--- Start ---

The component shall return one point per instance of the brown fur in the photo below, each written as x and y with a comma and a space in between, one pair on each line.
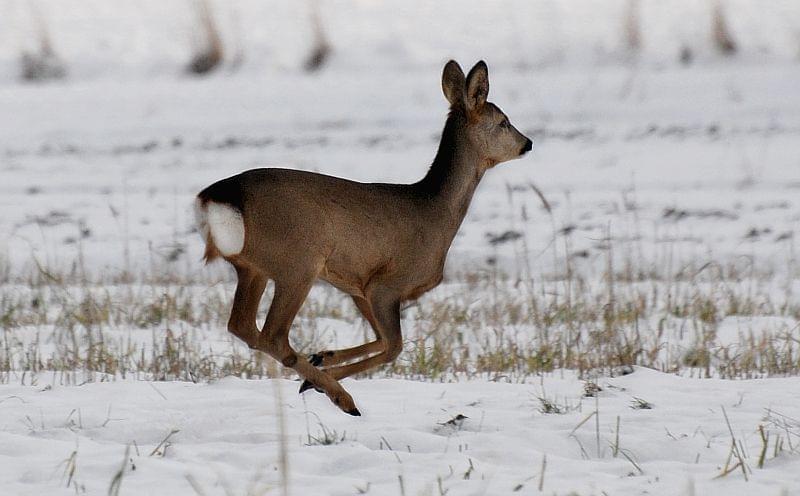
380, 243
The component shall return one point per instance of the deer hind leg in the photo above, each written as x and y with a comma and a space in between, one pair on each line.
335, 357
249, 289
275, 341
328, 358
386, 310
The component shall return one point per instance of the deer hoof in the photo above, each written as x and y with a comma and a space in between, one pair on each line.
315, 360
306, 385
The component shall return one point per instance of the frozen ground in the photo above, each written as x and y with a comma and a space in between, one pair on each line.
677, 186
228, 438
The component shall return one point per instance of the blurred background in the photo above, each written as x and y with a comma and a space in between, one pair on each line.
673, 126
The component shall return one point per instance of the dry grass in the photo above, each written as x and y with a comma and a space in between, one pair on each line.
480, 325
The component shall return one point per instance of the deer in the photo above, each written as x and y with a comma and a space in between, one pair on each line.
382, 244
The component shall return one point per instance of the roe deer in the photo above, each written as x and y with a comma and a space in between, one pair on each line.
380, 243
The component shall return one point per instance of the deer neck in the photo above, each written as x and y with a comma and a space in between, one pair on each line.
454, 175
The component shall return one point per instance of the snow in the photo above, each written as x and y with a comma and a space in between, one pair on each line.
228, 438
690, 170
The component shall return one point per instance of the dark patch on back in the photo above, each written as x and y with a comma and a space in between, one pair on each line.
228, 191
434, 180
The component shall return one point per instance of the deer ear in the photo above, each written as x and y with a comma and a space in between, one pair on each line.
477, 86
453, 83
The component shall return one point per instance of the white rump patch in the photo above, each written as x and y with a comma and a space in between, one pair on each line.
223, 224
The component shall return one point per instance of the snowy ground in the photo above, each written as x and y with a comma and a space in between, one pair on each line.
683, 179
228, 438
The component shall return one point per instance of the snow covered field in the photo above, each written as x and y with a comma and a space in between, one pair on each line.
655, 434
666, 238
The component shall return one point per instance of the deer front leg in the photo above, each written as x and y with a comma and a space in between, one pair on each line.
274, 340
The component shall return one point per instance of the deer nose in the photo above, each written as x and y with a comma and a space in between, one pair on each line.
528, 147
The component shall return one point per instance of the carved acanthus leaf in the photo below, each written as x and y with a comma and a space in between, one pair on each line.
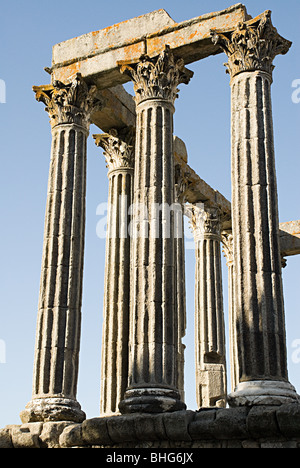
118, 147
157, 77
69, 103
181, 183
253, 45
205, 222
227, 241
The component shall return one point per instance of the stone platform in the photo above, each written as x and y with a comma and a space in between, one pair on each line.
256, 427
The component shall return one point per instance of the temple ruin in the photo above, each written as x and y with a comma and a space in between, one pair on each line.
151, 188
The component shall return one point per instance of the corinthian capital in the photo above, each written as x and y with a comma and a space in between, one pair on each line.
253, 45
157, 77
69, 103
118, 148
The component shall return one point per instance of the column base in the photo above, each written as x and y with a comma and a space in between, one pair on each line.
52, 409
263, 392
151, 400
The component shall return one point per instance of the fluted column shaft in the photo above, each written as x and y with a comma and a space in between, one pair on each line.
119, 152
181, 183
211, 388
59, 315
260, 320
154, 333
227, 240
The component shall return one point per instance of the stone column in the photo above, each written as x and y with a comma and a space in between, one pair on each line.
181, 183
59, 315
259, 306
119, 153
211, 387
153, 385
227, 239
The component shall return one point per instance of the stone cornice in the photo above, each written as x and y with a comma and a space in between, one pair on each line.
118, 148
252, 46
157, 78
69, 103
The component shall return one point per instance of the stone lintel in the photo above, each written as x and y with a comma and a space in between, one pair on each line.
96, 55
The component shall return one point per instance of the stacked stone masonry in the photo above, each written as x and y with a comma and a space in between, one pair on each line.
142, 376
256, 427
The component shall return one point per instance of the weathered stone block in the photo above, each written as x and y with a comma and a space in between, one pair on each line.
231, 424
27, 435
150, 427
5, 439
177, 424
262, 423
72, 436
288, 418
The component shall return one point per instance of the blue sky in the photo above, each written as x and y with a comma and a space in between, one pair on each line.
28, 32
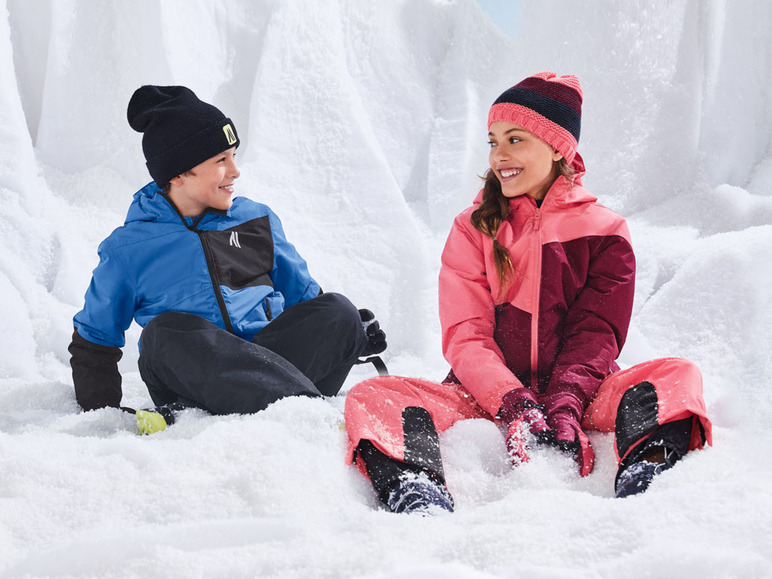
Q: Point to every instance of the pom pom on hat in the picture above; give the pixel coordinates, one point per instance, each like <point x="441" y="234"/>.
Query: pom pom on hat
<point x="547" y="105"/>
<point x="179" y="130"/>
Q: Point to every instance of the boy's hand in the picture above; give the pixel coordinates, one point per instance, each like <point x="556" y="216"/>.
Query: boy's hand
<point x="376" y="337"/>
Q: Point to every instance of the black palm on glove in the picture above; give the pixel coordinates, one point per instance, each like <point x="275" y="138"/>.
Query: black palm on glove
<point x="376" y="337"/>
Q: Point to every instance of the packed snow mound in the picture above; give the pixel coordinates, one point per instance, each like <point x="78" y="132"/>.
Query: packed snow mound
<point x="363" y="127"/>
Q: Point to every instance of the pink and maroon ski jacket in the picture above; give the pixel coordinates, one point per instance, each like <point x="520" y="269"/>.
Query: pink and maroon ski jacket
<point x="561" y="322"/>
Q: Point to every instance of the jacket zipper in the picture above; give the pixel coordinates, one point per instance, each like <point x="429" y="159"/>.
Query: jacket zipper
<point x="215" y="282"/>
<point x="209" y="265"/>
<point x="536" y="301"/>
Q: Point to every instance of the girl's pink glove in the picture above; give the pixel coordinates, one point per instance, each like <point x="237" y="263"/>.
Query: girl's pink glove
<point x="525" y="421"/>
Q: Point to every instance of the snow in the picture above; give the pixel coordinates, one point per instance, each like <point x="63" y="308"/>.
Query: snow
<point x="363" y="127"/>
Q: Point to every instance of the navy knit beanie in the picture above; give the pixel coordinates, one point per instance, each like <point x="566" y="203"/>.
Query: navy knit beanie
<point x="179" y="130"/>
<point x="547" y="105"/>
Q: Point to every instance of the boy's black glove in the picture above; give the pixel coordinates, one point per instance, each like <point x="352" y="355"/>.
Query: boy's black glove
<point x="376" y="337"/>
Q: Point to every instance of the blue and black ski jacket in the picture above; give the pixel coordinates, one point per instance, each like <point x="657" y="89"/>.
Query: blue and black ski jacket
<point x="234" y="268"/>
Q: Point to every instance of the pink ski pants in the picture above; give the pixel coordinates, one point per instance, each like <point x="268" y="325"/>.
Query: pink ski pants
<point x="631" y="403"/>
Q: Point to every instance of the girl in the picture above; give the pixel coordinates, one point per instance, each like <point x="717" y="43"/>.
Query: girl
<point x="535" y="292"/>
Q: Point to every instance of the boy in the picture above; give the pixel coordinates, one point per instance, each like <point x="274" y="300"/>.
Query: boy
<point x="232" y="319"/>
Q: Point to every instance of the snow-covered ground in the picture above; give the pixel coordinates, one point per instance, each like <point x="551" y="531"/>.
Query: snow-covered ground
<point x="363" y="126"/>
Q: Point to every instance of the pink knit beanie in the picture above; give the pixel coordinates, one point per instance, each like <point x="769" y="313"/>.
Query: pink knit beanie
<point x="547" y="105"/>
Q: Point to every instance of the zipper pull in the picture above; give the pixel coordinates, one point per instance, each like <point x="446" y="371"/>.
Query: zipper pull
<point x="537" y="220"/>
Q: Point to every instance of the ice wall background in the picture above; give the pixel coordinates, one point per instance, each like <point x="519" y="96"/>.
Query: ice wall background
<point x="363" y="126"/>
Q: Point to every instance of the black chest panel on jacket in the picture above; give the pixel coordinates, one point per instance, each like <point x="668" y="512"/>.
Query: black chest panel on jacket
<point x="243" y="255"/>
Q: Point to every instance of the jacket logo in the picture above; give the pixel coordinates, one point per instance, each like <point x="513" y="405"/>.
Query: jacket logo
<point x="230" y="134"/>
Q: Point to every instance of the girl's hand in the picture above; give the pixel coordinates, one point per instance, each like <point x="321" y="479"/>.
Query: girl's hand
<point x="526" y="423"/>
<point x="570" y="438"/>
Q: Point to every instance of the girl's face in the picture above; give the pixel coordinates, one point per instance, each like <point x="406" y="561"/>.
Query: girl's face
<point x="523" y="163"/>
<point x="209" y="184"/>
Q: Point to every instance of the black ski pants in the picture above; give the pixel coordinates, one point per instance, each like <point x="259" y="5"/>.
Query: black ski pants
<point x="308" y="350"/>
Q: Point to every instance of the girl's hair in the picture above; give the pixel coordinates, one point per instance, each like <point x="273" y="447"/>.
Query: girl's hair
<point x="492" y="212"/>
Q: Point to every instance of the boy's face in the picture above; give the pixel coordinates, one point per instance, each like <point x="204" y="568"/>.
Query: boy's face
<point x="209" y="184"/>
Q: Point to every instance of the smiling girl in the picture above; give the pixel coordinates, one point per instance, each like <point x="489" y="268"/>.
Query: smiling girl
<point x="535" y="293"/>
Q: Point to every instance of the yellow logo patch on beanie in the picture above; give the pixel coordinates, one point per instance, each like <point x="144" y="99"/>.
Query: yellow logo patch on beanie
<point x="230" y="135"/>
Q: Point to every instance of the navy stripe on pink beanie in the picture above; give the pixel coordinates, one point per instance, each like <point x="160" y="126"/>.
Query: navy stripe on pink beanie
<point x="547" y="105"/>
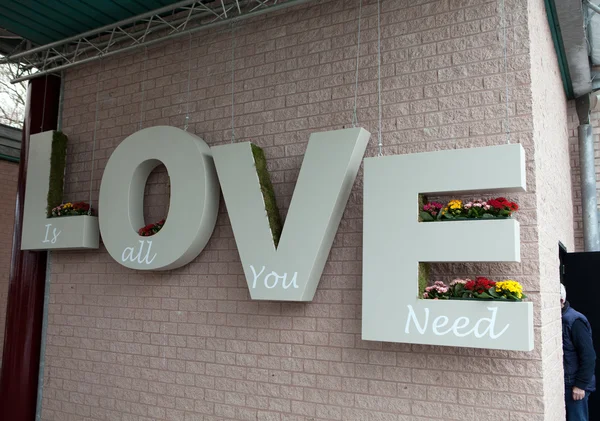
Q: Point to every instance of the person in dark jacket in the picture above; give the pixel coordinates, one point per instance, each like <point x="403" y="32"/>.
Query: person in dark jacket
<point x="579" y="360"/>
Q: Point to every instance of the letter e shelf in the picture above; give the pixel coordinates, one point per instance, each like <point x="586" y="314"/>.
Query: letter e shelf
<point x="394" y="242"/>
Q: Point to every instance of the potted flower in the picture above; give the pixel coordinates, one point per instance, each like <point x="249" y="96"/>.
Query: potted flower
<point x="71" y="209"/>
<point x="480" y="288"/>
<point x="437" y="291"/>
<point x="431" y="211"/>
<point x="457" y="210"/>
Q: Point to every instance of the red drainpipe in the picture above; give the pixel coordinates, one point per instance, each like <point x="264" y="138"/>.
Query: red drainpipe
<point x="24" y="313"/>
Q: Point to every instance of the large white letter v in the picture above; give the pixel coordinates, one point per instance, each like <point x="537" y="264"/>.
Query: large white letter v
<point x="331" y="162"/>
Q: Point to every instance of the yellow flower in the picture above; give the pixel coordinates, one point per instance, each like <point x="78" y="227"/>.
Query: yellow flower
<point x="511" y="286"/>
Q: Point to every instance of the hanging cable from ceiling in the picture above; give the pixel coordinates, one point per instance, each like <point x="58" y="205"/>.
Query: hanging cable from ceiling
<point x="94" y="142"/>
<point x="380" y="138"/>
<point x="504" y="24"/>
<point x="232" y="82"/>
<point x="187" y="106"/>
<point x="354" y="115"/>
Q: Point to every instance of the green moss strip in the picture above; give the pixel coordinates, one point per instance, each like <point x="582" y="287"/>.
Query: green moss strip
<point x="58" y="161"/>
<point x="266" y="187"/>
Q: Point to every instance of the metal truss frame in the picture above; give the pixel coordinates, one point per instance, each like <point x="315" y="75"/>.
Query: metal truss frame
<point x="181" y="18"/>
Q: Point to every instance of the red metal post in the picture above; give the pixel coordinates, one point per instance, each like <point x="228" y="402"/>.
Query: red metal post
<point x="24" y="314"/>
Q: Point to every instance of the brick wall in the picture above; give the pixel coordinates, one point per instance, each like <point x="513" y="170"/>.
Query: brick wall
<point x="553" y="194"/>
<point x="8" y="194"/>
<point x="188" y="344"/>
<point x="575" y="173"/>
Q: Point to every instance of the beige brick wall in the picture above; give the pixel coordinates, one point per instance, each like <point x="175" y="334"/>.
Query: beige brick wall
<point x="189" y="344"/>
<point x="553" y="194"/>
<point x="8" y="194"/>
<point x="575" y="173"/>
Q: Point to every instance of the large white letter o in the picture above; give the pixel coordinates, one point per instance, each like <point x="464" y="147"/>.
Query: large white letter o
<point x="193" y="206"/>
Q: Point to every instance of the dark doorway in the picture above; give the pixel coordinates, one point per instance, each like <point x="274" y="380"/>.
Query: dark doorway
<point x="580" y="273"/>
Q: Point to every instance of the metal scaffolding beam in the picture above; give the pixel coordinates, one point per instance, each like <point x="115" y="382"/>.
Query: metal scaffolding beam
<point x="181" y="18"/>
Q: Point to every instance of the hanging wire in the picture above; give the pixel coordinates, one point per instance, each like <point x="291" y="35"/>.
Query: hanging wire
<point x="507" y="124"/>
<point x="380" y="144"/>
<point x="44" y="106"/>
<point x="187" y="107"/>
<point x="354" y="116"/>
<point x="232" y="82"/>
<point x="143" y="88"/>
<point x="94" y="141"/>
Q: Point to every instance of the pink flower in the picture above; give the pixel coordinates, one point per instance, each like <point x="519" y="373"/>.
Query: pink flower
<point x="458" y="281"/>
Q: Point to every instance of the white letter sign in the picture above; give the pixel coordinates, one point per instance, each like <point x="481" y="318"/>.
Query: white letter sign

--- End ---

THE REQUEST: Retype exactly, please, each line from the line that contains "Q: Point to every instance of the large white letter o" through the last line of the entries above, with nothing added.

CORRECT RESULT:
Q: Point to every instance of the large white letter o in the picture above; give the pixel coordinates, one point per instance, each like <point x="464" y="147"/>.
Query: large white letter o
<point x="193" y="206"/>
Q: Point to every instance of the dark doorway in the picture above; give the pixel coordinates, one point per instance, each like <point x="274" y="380"/>.
Query: dark doorway
<point x="580" y="273"/>
Q: Point to every instance of the metal scaffolding beam in the picture above; give the pixel coordinates, one point per instance, each like <point x="115" y="382"/>.
Query: metal scaffolding beam
<point x="181" y="18"/>
Q: Point to every instance of the hanging wire in the picture above; give the pixel coordinates, one point per instance, each like <point x="291" y="35"/>.
Query: hanging wire
<point x="507" y="124"/>
<point x="380" y="144"/>
<point x="44" y="106"/>
<point x="187" y="107"/>
<point x="354" y="116"/>
<point x="232" y="82"/>
<point x="143" y="88"/>
<point x="94" y="141"/>
Q: Point to every instance of the pink flower in the picture above; give the pixel coordinates, one point per instance, each like <point x="519" y="373"/>.
Query: pink flower
<point x="458" y="281"/>
Q: Point to every instance of the white letter sign in the picture above; give the pixel coordinates, one point per instance, each like <point x="481" y="318"/>.
Query: white letter sign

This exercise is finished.